*WORK INSTRUCTIONS*
1/ In the horse trade thread, how old is the mare?
2/ Please copy the horse trade thread word for word from "## RadHenry09 (Mar" to "want pretty bad.".

# Going to trade in Clydesdale for 16hh mare:)



## equiniphile (Aug 16, 2009)

Wow. This afternoon someone called telling us they'd like to trade their horse for the Paint Clydesdale I have for sale. I'm REALLY excited. This guy's horse is a 16hh mare....dapple gray I think he said, he didn't say her breed but he said she parks out like a TWH. I'm not sure if she's registered. She rides English and Western, and does BRIDLELESS, which I'm really excited about. I've always wanted to own a bridleless-riding horse. She's four years old but good and broke. The owner bred and trained her; he wants my Clydesdale in exchange because he sees prospect in him.

I'm going to test ride her this weekend, most likely just Western because that's my primary riding style. I'm going to ask to ride her bridleless while I'm there as well, though, to make sure she's good and reliable in a pen before I take her out on my trails.

If she rides well, has good ground manners and no major conformation faults, I'm most likely trading my Clydesdale for her. I'll post pics of her when I test-ride her this weekend. So excited lol! I'm wary, though, because the last time I bought a horse (that would be my Paint Clydesdale) he ended up being a total wreck. Doesn't let you trim his hooves, pick his hooves, he kicks, bites.....ugh. The trainer who owns the mare thinks he can solve his problems and make him into a good riding horse, so I'm more than willing to sell up. I'll post pics, maybe a video, this weekend! Lol I'm just so excited I couldn't wait to post this haha

-Equiniphile


----------



## RadHenry09 (Mar 22, 2009)

Hope everything goes well, def. make sure you check out this mare which sounds like you are. I know in my area there has been a lot of shall we say "misrepresentation" of horses for sale. My husband knows of a guy that bought a horse that had a guarantee but the seller did not uphold that...not sure of the details of the agreement but the horse may of been drugged. 
I dont want to scare you but please just make sure you check her out and get your agreements in writing .....good luck , she sounds like she may be a good one : )


----------



## PaintsPwn (Dec 29, 2009)

I'd do a trade and some cash. He came to you wanting to trade, so you've obviously got something they want pretty bad.


----------



## equiniphile (Aug 16, 2009)

Its not really up to me as my mom technically bought the horse we're trading. I see your point, paintspwn, but my horse is useless to me. He eats a ton, has no ground manners, and I don't have a draft saddle to try and ride him in. If the seller seems like he really wants my horse for some unfathomable reason, I'll ask my mom to try and persuade him into letting me take his horse's tack when I buy her. 2 days and 30 minutes until I can ride her! Lol I'm excited
_Posted via Mobile Device_


----------



## equiniphile (Aug 16, 2009)

[Entries for labeling bounding boxes]
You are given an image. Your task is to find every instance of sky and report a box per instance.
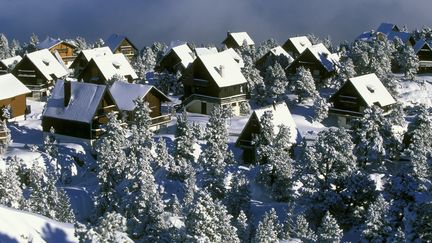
[0,0,432,48]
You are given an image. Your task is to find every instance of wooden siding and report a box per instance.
[0,94,27,118]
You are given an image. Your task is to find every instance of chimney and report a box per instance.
[63,80,71,107]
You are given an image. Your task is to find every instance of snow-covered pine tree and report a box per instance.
[297,128,357,224]
[312,94,330,122]
[317,211,343,243]
[0,156,24,209]
[294,214,317,243]
[361,195,390,242]
[0,33,11,60]
[253,208,281,243]
[397,41,419,80]
[198,106,232,199]
[294,67,318,102]
[224,173,251,218]
[75,212,133,243]
[185,190,240,243]
[168,111,196,181]
[95,113,127,216]
[264,62,288,101]
[235,210,250,242]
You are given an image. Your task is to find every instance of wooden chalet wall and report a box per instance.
[49,42,75,63]
[12,56,53,89]
[0,94,27,118]
[183,59,246,98]
[113,39,138,61]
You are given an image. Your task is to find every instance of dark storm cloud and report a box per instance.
[0,0,432,46]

*FINAL ANSWERS*
1/ Four years old.

2/
## RadHenry09 (Mar 22, 2009)

Hope everything goes well, def. make sure you check out this mare which sounds like you are. I know in my area there has been a lot of shall we say "misrepresentation" of horses for sale. My husband knows of a guy that bought a horse that had a guarantee but the seller did not uphold that...not sure of the details of the agreement but the horse may of been drugged. 
I dont want to scare you but please just make sure you check her out and get your agreements in writing .....good luck , she sounds like she may be a good one : )


----------



## PaintsPwn (Dec 29, 2009)

I'd do a trade and some cash. He came to you wanting to trade, so you've obviously got something they want pretty bad.